(Source records)
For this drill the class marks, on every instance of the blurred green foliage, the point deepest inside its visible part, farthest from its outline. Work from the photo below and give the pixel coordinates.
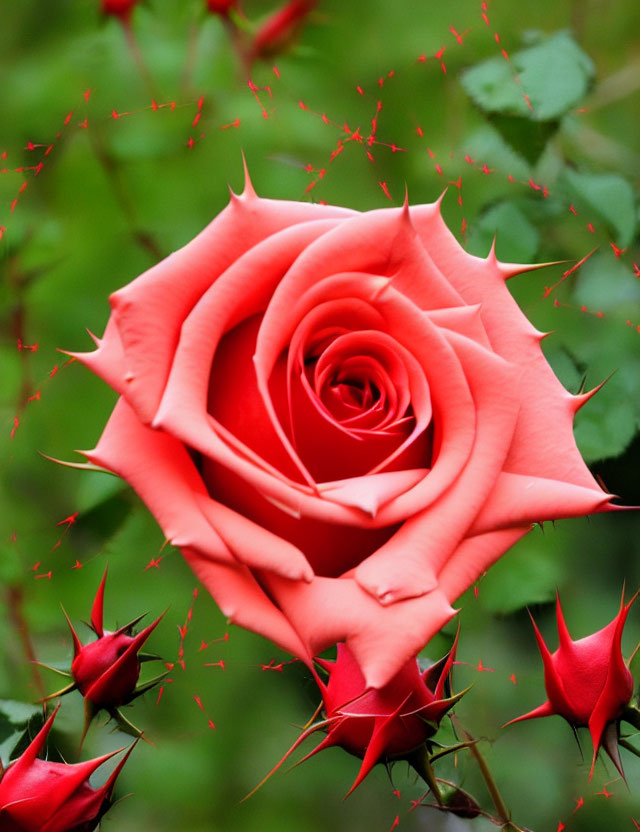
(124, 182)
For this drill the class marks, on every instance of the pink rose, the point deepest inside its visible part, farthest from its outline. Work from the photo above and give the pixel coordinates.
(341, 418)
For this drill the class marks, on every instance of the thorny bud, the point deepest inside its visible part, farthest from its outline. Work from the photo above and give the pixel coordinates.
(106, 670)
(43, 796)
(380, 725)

Exercise instructions
Output each line above exactly as it stands, omitting the pictures.

Solution to this problem
For this drill the class marks, on every instance of the blurred green foliage, the point deepest inside its visible part, farthest from its outline. Work from the photo below and give the pixel coordinates.
(124, 182)
For this drill the class marks, on every instance of the pink rose, the point deepest inside its visible part, farthest from its outline. Work from the photo above and give the pixel coordinates.
(341, 418)
For this drill the class marks, on every instance of the thorny bud, the point deepest inside its visible part, farthest from its outline. Work from the photo above and give the pixel coordinates.
(106, 670)
(43, 796)
(380, 725)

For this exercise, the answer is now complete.